---------- 読む文章 ----------

Q61 父が亡くなったのですが,弟がお金に困っているようで父の預金を分割して欲しいとお願いされ,母,私,弟で父の預金を解約して分けました。ところが,父の負債を調べていると資産より負債が多いことが判明し,相続放棄をしたいと考えています。相続放棄をすることはできますか?

A61 相続財産の一部である預金を解約し,分割まで行っているので相続放棄ができなくなると考えてよいと思います。
民法921条は,次のような行為があったときには相続を承認したものとして相続放棄を認めません。これは,法定単純承認と呼ばれています。
相続人が相続財産の全部又は一部を処分したとき。
相続人が3ヶ月以内に限定承認又は相続の放棄をしなかったとき。
相続人が,限定承認又は相続の放棄をした後であっても,相続財産の全部若しくは一部を隠匿し,私にこれを消費し,又は悪意でこれを相続財産の目録中に記載しなかったとき。
ですから,相続財産を処分する際には,財産の内容をよく確認して相続放棄を行うことはないとの確信を得てから行うべきです。

Q62 父が多額の借金を抱え長年家を不在にしていたため,誰も使用しない父の自動車を処分しました。ところが,父は,自動車を処分した時点で既に死亡していました。このときにも,相続を承認したものとして相続放棄が認められなくなるのですか?

A62 相続人が相続財産の処分により相続放棄が認められなくなるのは,相続の開始(被相続人の死亡)を知っていなければならないというのが最高裁の判例です。ですから,父がなくなっていることを知らずに,自動車を処分しても相続を承認したことにはならず,相続放棄をすることは可能です。

Q63 父が亡くなったのですが,父には財産も借金もないと思っていたので何もせず放置していました。ところが,父が亡くなって1年ほどすると,銀行から父が連帯保証人になっており,お金を借りた人が自己破産したので私や弟に返済をして欲しいと言われています。私や弟は,生前父が連帯保証人であったということで,自己破産した人の代わりに支払いをしなければならないのですか?

A63 微妙な事案ですが,支払いをしなくてもよい可能性があります。まずわ,相続放棄の申立てをしておくべきでしょう。
最高裁の判例では,「相続が開始したこと(被相続人がなくなったこと)」と「自らが相続人となったこと」を知ったときから,3ヶ月以内に相続放棄の手続を行わなければ相続放棄は認めないとされています。ただ,最高裁の判例では,3ヶ月以内に相続放棄をしなかったのが,被相続人に相続財産が全く存在しないと信じたためであり,そのように信じることについて相当な理由があるときは,「相続財産の全部又は一部の存在を認識した時又は通常これを認識しうべき時から」計算するとしています。

---------- 取り出した情報 ----------

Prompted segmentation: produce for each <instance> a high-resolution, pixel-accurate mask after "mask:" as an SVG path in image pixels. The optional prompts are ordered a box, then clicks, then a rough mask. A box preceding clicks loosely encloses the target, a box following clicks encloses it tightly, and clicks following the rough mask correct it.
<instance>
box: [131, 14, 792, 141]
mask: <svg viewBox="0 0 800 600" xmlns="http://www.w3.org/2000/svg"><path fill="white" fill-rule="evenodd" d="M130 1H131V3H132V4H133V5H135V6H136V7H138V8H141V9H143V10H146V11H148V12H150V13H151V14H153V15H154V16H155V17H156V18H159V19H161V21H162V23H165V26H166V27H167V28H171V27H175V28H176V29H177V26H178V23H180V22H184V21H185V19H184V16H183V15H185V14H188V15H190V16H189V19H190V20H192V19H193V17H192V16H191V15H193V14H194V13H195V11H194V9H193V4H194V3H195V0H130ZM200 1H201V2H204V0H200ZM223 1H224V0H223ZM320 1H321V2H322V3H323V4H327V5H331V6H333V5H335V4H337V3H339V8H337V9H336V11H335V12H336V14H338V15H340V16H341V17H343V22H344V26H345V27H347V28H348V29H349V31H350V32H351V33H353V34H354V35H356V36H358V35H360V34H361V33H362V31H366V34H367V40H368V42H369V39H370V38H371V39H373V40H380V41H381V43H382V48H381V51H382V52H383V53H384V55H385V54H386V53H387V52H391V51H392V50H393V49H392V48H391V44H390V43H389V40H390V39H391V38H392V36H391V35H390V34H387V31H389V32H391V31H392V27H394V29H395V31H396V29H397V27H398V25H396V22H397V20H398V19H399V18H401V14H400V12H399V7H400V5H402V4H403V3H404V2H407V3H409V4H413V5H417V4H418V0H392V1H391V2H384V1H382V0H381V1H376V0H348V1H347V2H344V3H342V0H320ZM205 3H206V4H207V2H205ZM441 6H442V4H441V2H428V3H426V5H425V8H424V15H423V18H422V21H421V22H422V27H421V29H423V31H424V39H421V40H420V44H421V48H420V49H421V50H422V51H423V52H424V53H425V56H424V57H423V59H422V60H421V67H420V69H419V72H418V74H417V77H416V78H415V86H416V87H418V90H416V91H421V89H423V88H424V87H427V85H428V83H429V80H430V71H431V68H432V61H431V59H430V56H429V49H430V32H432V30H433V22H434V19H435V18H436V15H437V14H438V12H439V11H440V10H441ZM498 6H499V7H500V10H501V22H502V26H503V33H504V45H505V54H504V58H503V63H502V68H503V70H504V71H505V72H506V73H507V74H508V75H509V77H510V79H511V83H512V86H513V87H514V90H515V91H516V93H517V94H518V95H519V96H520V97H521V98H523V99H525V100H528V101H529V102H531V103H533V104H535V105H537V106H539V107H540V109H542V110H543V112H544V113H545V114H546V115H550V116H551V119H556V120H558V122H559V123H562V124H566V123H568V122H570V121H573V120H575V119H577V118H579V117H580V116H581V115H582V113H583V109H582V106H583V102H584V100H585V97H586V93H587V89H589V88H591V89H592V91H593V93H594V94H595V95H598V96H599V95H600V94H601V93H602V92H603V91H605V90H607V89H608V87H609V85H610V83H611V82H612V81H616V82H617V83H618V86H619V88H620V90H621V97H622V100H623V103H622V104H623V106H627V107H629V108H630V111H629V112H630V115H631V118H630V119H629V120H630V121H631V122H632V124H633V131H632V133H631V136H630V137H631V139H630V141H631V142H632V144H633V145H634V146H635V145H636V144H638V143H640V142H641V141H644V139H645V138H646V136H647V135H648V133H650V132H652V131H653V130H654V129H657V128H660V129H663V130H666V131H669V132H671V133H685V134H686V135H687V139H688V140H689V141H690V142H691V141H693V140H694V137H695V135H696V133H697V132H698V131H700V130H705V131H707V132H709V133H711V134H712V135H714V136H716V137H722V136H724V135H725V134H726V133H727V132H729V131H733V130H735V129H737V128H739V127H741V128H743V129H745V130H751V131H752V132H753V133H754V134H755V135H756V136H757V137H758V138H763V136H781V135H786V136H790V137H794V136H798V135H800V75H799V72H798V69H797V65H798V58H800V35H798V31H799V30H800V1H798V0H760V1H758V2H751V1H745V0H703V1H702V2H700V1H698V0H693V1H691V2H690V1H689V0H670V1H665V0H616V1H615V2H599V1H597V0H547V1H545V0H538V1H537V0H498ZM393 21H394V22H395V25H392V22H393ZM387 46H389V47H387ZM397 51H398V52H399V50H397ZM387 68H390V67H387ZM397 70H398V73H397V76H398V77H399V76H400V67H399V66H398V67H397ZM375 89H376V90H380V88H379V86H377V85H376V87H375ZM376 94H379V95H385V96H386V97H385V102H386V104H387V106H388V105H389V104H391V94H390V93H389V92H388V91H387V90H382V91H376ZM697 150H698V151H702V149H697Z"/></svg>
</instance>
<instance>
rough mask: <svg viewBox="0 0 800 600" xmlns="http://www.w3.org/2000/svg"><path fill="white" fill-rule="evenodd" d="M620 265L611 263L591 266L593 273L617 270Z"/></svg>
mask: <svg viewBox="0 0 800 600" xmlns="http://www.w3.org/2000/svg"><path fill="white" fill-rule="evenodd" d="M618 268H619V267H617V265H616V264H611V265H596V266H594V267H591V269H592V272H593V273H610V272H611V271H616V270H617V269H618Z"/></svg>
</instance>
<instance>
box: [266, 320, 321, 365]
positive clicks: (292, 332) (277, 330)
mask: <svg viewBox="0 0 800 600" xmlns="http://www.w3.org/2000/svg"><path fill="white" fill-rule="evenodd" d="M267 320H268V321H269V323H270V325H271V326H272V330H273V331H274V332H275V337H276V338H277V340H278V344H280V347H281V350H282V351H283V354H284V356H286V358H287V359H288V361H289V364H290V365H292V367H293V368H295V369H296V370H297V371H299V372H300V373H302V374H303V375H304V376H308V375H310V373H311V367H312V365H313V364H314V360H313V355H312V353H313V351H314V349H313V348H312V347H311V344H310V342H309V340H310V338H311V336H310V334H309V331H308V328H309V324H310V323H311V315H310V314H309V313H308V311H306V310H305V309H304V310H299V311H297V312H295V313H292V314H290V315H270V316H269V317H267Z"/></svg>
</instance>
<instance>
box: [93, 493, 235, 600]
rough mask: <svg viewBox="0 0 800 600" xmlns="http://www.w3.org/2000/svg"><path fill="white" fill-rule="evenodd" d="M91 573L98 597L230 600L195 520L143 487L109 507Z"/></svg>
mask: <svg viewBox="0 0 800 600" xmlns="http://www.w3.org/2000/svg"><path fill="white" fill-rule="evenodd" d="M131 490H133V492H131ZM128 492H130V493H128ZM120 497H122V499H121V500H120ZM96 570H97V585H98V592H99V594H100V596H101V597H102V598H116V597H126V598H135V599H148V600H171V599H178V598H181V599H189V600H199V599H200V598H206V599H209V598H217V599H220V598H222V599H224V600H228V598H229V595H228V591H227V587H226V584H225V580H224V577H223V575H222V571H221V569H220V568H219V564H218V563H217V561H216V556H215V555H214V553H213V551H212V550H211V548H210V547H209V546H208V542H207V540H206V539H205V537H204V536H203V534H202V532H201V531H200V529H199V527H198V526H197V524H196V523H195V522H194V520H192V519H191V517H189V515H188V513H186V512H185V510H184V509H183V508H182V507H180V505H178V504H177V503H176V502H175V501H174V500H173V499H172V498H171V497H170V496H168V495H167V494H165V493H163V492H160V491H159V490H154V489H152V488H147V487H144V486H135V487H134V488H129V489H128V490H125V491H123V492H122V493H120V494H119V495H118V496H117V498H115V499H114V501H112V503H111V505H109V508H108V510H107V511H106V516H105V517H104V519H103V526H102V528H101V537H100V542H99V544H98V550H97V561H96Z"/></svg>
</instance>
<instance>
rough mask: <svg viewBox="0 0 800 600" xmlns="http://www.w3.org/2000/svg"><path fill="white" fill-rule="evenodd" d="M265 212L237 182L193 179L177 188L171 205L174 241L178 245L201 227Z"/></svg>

----------

**あなたの課題**
1. 相続放棄の文章から、「ですから,相続財産を処分する」から「から」計算するとしています。」までを、両はしの言葉も含めてそのまま書き写してください。
2. 相続放棄の文章によると、民法921条にある行為があったとき、相続を認めたものとされるしくみは何と呼ばれていますか?

**課題ごとの答え**
1.
ですから,相続財産を処分する際には,財産の内容をよく確認して相続放棄を行うことはないとの確信を得てから行うべきです。

Q62 父が多額の借金を抱え長年家を不在にしていたため,誰も使用しない父の自動車を処分しました。ところが,父は,自動車を処分した時点で既に死亡していました。このときにも,相続を承認したものとして相続放棄が認められなくなるのですか?

A62 相続人が相続財産の処分により相続放棄が認められなくなるのは,相続の開始(被相続人の死亡)を知っていなければならないというのが最高裁の判例です。ですから,父がなくなっていることを知らずに,自動車を処分しても相続を承認したことにはならず,相続放棄をすることは可能です。

Q63 父が亡くなったのですが,父には財産も借金もないと思っていたので何もせず放置していました。ところが,父が亡くなって1年ほどすると,銀行から父が連帯保証人になっており,お金を借りた人が自己破産したので私や弟に返済をして欲しいと言われています。私や弟は,生前父が連帯保証人であったということで,自己破産した人の代わりに支払いをしなければならないのですか?

A63 微妙な事案ですが,支払いをしなくてもよい可能性があります。まずわ,相続放棄の申立てをしておくべきでしょう。
最高裁の判例では,「相続が開始したこと(被相続人がなくなったこと)」と「自らが相続人となったこと」を知ったときから,3ヶ月以内に相続放棄の手続を行わなければ相続放棄は認めないとされています。ただ,最高裁の判例では,3ヶ月以内に相続放棄をしなかったのが,被相続人に相続財産が全く存在しないと信じたためであり,そのように信じることについて相当な理由があるときは,「相続財産の全部又は一部の存在を認識した時又は通常これを認識しうべき時から」計算するとしています。

2. 法定単純承認と呼ばれています。